**Consigne**
Rassemblez toutes les lignes du matériel qui contiennent la chaîne « knee » en les recopiant. La casse est significative.

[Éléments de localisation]
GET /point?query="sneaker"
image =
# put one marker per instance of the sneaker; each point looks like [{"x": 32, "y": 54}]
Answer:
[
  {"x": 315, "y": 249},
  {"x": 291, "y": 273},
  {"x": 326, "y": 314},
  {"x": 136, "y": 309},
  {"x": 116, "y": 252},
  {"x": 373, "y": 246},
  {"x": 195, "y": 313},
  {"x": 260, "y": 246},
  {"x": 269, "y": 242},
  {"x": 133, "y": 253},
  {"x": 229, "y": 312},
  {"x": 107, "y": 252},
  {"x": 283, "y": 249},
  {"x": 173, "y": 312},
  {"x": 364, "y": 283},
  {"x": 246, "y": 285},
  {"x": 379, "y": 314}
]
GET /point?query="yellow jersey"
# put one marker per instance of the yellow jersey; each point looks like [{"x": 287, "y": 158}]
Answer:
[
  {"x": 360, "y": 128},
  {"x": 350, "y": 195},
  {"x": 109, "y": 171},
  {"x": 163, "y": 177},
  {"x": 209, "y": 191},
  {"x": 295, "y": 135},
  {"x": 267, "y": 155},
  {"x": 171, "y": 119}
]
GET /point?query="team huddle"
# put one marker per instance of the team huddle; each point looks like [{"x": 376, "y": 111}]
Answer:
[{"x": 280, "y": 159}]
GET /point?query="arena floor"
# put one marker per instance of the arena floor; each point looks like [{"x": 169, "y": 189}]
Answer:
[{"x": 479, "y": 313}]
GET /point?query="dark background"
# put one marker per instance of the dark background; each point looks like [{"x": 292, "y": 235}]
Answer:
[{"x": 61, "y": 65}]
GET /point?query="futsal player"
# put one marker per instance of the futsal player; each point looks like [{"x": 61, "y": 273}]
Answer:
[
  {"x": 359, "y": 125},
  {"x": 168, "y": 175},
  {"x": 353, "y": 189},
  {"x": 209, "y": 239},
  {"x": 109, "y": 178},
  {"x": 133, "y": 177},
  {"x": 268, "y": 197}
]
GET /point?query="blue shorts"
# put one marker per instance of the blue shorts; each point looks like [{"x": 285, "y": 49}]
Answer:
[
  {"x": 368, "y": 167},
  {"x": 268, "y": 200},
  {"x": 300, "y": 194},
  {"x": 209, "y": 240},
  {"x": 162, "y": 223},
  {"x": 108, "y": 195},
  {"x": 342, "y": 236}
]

--

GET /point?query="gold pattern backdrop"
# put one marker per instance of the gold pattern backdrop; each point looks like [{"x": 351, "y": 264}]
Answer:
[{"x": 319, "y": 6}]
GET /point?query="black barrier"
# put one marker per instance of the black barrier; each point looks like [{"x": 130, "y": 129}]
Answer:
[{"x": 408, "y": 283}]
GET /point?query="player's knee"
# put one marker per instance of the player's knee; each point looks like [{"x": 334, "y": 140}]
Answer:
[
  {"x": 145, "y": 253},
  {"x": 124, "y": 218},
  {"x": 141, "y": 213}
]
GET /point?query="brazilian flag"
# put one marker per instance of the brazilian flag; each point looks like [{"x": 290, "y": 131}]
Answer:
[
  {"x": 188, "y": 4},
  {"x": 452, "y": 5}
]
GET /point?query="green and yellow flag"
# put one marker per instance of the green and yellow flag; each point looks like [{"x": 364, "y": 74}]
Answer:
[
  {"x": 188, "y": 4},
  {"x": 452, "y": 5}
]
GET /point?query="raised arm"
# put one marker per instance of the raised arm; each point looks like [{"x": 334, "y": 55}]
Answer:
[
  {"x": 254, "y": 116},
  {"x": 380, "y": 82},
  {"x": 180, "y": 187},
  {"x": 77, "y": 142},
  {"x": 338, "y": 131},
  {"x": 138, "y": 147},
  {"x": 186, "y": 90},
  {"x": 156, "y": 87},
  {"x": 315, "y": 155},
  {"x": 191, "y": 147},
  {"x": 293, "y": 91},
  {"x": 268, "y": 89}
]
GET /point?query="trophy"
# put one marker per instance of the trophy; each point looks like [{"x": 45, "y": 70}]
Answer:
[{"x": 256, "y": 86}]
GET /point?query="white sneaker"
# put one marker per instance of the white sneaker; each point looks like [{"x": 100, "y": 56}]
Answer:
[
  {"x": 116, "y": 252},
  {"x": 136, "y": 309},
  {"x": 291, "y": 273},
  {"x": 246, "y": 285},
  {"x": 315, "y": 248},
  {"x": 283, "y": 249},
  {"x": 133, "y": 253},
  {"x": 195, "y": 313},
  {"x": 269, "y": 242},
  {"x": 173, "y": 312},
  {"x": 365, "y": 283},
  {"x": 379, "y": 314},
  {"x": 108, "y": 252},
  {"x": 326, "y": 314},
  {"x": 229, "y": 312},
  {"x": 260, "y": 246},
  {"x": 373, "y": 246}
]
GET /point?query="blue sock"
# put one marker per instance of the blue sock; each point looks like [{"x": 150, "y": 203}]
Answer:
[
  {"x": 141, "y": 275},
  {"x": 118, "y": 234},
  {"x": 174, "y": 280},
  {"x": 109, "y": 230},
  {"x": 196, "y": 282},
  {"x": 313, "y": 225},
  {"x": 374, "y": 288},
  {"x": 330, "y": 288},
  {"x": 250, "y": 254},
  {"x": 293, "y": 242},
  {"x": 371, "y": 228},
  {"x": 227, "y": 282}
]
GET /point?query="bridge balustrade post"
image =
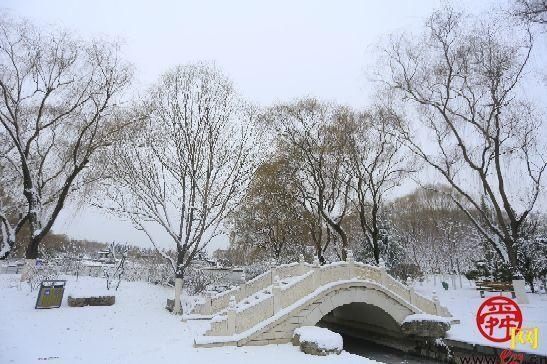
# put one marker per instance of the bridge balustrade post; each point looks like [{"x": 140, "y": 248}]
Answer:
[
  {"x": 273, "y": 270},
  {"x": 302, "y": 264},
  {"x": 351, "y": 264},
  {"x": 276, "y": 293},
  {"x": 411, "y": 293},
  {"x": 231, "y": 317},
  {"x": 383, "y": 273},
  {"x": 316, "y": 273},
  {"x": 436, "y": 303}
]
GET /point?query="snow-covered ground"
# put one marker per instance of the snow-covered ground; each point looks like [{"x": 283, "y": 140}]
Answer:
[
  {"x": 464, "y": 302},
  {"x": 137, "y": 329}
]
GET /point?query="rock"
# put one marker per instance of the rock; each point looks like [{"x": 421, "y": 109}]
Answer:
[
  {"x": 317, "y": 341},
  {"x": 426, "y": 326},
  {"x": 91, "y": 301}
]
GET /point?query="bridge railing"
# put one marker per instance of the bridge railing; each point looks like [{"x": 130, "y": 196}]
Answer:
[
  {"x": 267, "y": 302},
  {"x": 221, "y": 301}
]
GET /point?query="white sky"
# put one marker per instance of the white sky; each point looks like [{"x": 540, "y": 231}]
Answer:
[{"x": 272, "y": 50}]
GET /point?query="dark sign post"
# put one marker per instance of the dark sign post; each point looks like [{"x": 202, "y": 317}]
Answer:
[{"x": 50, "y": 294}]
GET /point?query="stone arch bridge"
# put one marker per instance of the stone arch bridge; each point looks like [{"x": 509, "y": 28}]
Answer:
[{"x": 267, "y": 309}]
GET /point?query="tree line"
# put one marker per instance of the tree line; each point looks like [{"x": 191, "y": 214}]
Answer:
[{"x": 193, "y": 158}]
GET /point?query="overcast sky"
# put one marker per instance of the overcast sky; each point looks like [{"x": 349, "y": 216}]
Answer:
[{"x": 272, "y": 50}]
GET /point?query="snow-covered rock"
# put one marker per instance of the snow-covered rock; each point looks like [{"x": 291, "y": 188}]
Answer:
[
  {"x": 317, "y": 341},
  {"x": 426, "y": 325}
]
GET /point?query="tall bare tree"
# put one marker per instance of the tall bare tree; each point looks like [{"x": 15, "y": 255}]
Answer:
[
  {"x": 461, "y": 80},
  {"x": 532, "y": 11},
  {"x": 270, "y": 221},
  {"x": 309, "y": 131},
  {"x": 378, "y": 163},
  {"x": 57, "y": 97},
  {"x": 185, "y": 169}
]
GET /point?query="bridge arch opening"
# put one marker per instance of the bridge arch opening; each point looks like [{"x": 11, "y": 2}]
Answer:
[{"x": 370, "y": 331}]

**Exercice corrigé**
GET /point?query="player's knee"
# put one marker per instance of the player's knee; each point looks like [{"x": 334, "y": 140}]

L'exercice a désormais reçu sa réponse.